WHAT THIS TASK INVOLVES:
Repeat the lines below word for word, starting with the very first one and ending with the line that contains "x=961 y=365", including both of those lines.

DATASET ENTRIES:
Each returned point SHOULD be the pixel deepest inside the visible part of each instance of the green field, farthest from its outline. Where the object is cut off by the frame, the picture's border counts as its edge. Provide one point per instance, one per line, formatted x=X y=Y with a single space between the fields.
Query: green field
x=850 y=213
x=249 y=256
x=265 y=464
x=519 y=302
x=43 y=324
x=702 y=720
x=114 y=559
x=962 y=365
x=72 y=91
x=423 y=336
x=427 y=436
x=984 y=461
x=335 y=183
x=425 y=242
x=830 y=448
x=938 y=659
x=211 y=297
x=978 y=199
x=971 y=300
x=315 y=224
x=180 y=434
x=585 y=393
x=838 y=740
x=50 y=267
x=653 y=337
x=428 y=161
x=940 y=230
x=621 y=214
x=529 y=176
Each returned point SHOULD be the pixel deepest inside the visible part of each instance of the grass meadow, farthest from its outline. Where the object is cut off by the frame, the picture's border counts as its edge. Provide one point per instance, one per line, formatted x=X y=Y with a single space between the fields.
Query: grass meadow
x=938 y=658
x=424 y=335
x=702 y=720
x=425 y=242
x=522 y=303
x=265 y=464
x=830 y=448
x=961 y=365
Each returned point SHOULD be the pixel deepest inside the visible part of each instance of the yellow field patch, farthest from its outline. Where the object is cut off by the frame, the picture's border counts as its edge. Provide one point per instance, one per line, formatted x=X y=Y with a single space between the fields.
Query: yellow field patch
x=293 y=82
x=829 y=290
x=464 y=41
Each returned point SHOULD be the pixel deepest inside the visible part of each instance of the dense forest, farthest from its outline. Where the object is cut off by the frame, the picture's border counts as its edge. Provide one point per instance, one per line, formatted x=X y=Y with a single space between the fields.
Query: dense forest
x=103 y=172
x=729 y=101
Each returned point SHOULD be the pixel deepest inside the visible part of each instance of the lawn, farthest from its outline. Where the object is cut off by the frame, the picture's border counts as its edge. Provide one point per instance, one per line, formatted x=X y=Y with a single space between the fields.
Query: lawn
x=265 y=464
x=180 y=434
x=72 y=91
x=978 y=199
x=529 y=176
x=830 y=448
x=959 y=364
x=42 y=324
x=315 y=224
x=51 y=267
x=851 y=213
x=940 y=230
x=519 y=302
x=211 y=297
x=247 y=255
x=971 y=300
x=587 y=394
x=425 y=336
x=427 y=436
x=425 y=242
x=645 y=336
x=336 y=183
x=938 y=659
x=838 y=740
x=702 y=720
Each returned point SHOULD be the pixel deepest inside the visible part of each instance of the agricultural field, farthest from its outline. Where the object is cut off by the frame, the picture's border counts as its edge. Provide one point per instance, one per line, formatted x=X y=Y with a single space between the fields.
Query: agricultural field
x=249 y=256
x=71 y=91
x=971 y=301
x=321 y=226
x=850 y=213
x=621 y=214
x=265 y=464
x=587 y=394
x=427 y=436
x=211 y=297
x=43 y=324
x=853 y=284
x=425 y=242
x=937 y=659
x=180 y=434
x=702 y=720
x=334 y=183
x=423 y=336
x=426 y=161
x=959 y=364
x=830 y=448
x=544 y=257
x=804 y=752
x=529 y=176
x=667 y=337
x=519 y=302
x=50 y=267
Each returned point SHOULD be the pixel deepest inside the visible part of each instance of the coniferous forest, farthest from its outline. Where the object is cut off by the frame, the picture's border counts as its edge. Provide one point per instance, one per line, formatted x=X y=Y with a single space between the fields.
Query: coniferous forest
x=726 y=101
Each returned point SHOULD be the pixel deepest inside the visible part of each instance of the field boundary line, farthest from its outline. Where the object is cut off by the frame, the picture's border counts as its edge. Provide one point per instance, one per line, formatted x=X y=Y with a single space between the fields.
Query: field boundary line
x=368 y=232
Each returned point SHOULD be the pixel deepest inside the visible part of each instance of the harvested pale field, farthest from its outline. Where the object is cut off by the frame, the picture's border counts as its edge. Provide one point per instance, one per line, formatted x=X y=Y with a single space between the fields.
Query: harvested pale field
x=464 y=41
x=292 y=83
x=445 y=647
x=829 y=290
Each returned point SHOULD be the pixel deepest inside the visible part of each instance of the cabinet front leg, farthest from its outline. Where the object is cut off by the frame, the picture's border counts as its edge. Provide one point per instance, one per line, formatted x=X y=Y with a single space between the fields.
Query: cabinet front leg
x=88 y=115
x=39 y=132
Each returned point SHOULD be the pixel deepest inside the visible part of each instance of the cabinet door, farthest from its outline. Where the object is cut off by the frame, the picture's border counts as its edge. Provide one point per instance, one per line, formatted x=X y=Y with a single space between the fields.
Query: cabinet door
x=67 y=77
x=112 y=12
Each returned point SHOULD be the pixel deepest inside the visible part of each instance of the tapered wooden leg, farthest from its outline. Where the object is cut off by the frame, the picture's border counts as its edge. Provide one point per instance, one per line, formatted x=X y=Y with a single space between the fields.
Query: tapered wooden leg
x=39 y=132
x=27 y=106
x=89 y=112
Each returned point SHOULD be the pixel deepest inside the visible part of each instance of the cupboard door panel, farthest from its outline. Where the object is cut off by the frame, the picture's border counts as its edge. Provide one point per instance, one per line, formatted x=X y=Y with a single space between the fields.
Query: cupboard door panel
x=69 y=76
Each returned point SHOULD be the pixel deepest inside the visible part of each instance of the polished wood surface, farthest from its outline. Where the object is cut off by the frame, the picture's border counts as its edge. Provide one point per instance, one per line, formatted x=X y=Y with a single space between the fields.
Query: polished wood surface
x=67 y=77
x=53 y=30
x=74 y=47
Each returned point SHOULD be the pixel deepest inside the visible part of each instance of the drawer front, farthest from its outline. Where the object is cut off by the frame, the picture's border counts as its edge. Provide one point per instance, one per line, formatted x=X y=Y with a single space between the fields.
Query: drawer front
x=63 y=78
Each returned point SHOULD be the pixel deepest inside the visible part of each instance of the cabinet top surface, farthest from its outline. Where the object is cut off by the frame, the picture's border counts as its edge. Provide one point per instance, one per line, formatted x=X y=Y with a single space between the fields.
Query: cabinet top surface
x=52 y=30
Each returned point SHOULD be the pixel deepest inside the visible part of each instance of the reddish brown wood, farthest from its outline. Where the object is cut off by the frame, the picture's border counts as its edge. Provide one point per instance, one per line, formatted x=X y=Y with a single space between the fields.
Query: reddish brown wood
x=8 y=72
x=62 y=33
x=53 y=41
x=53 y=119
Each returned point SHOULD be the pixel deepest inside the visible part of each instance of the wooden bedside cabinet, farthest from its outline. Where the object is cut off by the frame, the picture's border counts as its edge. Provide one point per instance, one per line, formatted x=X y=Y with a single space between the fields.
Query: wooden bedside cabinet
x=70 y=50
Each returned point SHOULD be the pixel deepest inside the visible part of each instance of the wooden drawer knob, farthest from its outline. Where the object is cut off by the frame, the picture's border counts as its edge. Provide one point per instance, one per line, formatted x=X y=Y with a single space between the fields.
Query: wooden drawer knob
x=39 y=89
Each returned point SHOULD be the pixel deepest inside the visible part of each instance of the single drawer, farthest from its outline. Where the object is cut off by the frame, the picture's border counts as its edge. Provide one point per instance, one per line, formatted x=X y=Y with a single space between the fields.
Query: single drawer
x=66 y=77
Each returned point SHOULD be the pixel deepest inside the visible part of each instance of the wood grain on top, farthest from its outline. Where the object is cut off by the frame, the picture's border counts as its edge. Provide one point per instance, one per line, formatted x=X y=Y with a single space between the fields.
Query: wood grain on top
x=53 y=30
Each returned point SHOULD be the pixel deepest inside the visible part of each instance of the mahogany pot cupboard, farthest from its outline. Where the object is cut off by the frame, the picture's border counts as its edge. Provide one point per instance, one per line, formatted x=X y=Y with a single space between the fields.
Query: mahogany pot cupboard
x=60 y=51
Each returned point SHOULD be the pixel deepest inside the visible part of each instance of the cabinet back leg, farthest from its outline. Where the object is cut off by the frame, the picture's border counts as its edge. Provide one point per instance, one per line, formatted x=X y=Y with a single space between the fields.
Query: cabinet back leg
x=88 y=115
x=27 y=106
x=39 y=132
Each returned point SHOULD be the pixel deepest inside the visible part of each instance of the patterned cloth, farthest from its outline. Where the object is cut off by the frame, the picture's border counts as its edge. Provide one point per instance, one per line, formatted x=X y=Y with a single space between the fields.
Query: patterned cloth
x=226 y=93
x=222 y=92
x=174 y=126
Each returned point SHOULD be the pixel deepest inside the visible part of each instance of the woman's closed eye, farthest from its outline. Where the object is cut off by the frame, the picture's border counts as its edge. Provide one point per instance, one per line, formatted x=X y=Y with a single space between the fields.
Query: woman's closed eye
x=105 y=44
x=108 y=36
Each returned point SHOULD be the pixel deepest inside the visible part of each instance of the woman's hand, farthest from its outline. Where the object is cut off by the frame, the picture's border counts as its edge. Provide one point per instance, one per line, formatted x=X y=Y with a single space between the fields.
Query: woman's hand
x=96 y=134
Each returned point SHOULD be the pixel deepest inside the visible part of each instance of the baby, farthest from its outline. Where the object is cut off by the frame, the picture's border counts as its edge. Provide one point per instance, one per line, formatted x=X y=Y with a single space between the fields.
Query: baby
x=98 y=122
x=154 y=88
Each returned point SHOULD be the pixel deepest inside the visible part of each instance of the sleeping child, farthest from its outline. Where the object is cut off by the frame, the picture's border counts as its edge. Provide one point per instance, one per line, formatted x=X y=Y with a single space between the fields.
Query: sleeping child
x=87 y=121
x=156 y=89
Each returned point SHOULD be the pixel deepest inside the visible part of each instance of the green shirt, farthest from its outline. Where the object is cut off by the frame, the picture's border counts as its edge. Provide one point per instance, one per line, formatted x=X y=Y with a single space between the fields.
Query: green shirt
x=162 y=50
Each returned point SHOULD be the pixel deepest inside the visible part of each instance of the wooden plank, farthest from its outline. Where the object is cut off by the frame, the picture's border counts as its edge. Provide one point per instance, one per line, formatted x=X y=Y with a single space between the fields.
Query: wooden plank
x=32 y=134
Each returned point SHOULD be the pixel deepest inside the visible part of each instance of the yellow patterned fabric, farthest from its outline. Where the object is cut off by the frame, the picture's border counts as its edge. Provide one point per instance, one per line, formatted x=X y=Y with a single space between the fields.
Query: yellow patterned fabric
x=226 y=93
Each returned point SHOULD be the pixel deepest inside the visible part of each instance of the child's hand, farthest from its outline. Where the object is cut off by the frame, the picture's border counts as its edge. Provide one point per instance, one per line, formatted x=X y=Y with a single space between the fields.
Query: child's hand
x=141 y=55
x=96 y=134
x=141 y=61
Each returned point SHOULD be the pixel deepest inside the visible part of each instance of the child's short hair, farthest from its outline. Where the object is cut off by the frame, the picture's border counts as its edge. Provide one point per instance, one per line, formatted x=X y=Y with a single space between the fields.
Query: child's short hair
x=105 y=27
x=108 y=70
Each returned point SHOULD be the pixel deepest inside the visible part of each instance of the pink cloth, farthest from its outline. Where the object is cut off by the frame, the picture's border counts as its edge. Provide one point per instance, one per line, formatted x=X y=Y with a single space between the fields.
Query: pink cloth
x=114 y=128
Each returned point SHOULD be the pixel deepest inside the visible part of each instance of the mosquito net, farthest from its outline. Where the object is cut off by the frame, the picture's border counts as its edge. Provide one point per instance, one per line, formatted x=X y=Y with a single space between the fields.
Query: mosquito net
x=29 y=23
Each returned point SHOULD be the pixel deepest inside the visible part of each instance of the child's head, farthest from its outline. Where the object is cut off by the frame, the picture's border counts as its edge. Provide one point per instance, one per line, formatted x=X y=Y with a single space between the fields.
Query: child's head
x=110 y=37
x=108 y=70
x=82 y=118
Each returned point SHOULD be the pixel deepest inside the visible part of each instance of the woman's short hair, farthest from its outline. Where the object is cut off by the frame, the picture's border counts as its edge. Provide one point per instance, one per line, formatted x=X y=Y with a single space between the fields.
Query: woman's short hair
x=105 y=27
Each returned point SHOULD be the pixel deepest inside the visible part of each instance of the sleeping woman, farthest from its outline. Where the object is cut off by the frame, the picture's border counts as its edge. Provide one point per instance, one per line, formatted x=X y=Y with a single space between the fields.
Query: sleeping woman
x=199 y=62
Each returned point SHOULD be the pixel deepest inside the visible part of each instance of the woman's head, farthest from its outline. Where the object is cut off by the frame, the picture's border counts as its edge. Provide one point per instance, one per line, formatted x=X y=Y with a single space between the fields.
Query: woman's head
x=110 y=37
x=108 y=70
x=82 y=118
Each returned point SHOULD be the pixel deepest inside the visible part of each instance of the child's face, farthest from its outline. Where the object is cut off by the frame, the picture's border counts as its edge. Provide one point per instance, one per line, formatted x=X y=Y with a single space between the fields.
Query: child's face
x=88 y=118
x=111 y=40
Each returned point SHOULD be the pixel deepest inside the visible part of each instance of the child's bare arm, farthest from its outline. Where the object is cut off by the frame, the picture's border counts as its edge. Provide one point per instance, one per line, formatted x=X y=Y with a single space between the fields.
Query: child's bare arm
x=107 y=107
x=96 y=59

THE COMPLETED TASK:
Each returned point SHOULD be the pixel deepest inside the visible part of each instance of the green field, farthest from its outline. Where the object is cut off by the frame, the picture's border counts as its edge. Provide one point per instance, one per line, formatted x=X y=Y with a single space between the fields.
Query: green field
x=850 y=213
x=249 y=256
x=265 y=464
x=519 y=302
x=43 y=324
x=702 y=720
x=114 y=559
x=962 y=365
x=72 y=91
x=423 y=336
x=427 y=436
x=984 y=461
x=335 y=183
x=425 y=242
x=830 y=448
x=938 y=659
x=211 y=297
x=978 y=199
x=971 y=300
x=315 y=224
x=180 y=434
x=585 y=393
x=838 y=740
x=50 y=267
x=653 y=337
x=428 y=161
x=940 y=230
x=621 y=214
x=529 y=176
Each returned point SHOULD be the pixel deepest inside the visible part of each instance of the grass meadow, farthest from its outline. Where the object is cut off by the frame, the picture's border counts as its edge. Provide one point per instance, one per line, formatted x=X y=Y with a single space between the fields.
Query: grass meadow
x=938 y=658
x=424 y=335
x=702 y=720
x=425 y=242
x=522 y=303
x=265 y=464
x=830 y=448
x=961 y=365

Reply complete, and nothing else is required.